## WORK TASK
Copy out the records so that each line matches the original.

## MATERIALS PROVIDED
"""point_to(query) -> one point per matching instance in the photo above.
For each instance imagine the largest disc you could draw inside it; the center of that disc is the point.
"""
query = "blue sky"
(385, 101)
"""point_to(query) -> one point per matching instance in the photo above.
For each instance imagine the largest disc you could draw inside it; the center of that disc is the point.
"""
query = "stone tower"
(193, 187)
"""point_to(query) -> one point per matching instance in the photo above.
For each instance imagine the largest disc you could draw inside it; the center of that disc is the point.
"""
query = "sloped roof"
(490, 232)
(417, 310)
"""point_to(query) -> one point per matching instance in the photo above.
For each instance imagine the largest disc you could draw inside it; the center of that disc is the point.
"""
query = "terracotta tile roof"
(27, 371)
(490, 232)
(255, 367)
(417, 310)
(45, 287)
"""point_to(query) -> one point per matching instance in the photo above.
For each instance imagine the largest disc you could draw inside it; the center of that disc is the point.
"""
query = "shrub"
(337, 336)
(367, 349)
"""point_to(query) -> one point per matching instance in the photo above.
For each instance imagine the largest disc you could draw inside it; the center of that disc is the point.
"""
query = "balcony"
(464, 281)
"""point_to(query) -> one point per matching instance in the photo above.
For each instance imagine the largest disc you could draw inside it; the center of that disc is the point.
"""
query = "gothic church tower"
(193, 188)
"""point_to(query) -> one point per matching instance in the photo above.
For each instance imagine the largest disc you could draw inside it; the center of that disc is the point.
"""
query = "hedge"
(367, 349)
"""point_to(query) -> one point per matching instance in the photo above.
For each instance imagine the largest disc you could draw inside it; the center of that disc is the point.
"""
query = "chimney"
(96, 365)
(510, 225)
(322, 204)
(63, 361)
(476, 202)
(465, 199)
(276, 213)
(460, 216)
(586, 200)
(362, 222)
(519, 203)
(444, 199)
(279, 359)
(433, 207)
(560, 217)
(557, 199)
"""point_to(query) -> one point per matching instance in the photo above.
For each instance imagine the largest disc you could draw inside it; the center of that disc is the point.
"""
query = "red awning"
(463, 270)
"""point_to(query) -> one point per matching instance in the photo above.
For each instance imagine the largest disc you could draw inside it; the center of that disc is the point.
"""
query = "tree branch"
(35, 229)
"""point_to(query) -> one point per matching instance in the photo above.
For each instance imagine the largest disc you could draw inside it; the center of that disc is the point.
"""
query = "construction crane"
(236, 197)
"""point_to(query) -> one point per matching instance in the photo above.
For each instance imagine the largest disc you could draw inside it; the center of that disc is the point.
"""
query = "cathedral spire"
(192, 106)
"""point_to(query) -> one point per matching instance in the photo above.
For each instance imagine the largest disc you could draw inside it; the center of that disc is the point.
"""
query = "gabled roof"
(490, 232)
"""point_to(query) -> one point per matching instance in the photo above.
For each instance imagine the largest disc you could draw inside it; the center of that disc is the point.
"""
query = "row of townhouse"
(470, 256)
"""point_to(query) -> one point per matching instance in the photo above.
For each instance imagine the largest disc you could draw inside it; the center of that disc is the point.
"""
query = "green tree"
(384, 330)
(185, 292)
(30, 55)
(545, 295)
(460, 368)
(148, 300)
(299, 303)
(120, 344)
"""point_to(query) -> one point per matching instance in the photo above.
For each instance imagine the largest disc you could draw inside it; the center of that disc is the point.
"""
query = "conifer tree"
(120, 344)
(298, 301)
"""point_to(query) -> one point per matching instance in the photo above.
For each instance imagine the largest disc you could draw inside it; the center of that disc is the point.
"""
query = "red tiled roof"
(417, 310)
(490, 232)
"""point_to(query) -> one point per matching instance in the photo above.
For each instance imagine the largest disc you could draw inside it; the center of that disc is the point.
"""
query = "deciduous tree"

## ANSWER FOR THIS EXERCISE
"""point_to(query) -> one point per matching instance in the photo above.
For each instance imagine the largest disc you could draw inside it; the center of that disc is the point.
"""
query = "blue sky"
(385, 101)
"""point_to(query) -> one point per matching instance in the photo above.
For each instance imagine the largest disc you could draw inside it; the center of that disc is the point.
"""
query = "stone tower"
(193, 187)
"""point_to(query) -> one point per matching instance in the photo above.
For each instance imagine the largest disc you could draw inside it; the center of that disc is the point.
"""
query = "sloped roof"
(490, 232)
(417, 310)
"""point_to(query) -> one point per matching instance in the photo above.
For each instance imagine the largest disc you could draw inside it; the center of that disc is the point.
"""
query = "terracotta tile roof"
(27, 371)
(490, 232)
(255, 367)
(417, 310)
(45, 287)
"""point_to(query) -> one point per matching instance in the photo above.
For each instance imagine the largest disc you could draw inside it; the center of that disc is the point.
"""
query = "shrub"
(337, 336)
(367, 349)
"""point_to(query) -> one point per matching instance in the photo above.
For each instance imagine the largest disc you could draw inside it; the center of that disc is the point.
"""
query = "balcony"
(464, 281)
"""point_to(query) -> one point per matching instance in the photo above.
For each instance imagine the largest disc you could draw inside it; the center of that disc is the point.
"""
query = "gothic church tower"
(193, 188)
"""point_to(query) -> one point per matching instance in the photo above.
For each instance imagine the largest disc you could draw inside it; the center of that disc is the point.
"""
query = "hedge"
(367, 349)
"""point_to(query) -> one point per matching instance in the photo above.
For each instance imagine the largest disc you could draw inside it; the center of that disc is the point.
"""
query = "chimney"
(96, 365)
(510, 225)
(322, 204)
(63, 361)
(476, 202)
(465, 199)
(276, 213)
(460, 216)
(586, 200)
(362, 222)
(519, 203)
(444, 199)
(279, 359)
(433, 207)
(560, 217)
(557, 199)
"""point_to(query) -> one point per matching instance in the photo above.
For each instance imagine the largest disc you could draw inside it; the center of that disc is the point.
"""
query = "red awning"
(463, 270)
"""point_to(query) -> one point per matching instance in the photo above.
For each instance imagine the largest disc you could draw inside it; the center of that disc is the point.
"""
query = "tree branch"
(35, 229)
"""point_to(query) -> one point per matching instance in the photo above.
For each instance imagine the largest disc you could draw inside it; the center of that disc is the point.
"""
query = "construction crane"
(236, 197)
"""point_to(query) -> one point per matching instance in the photo above.
For each instance imagine the largest disc you could draw inside it; the center of that disc is the point.
"""
query = "cathedral spire"
(192, 106)
"""point_to(query) -> one point per matching instance in the photo above.
For each instance imagine the largest disc you could draw inside it; the center of that disc is the point.
"""
query = "gabled roof"
(490, 232)
"""point_to(query) -> one point per matching instance in the photo above.
For each instance imagine the largest disc you could draw inside it; the center of that disc is the point.
"""
query = "row of townhouse"
(470, 256)
"""point_to(query) -> one point per matching instance in the photo above.
For each instance imagine the largest disc you could draw inside it; the center of that disc is the point.
"""
query = "green tree"
(384, 330)
(185, 292)
(30, 55)
(545, 295)
(460, 368)
(148, 300)
(299, 303)
(120, 344)
"""point_to(query) -> one point per matching instance in the photo above.
For each instance imagine the largest disc you could draw inside it; the center of that disc is the point.
"""
query = "conifer tree"
(120, 344)
(298, 301)
"""point_to(query) -> one point per matching instance in the photo above.
For each instance imagine the largest disc you could draw inside it; the center of that disc is the point.
"""
query = "red tiled roof"
(417, 310)
(490, 232)
"""point_to(query) -> one point per matching instance in the photo above.
For each instance imagine the largest disc you could draw inside it; the center of that disc is the point.
"""
query = "deciduous tree"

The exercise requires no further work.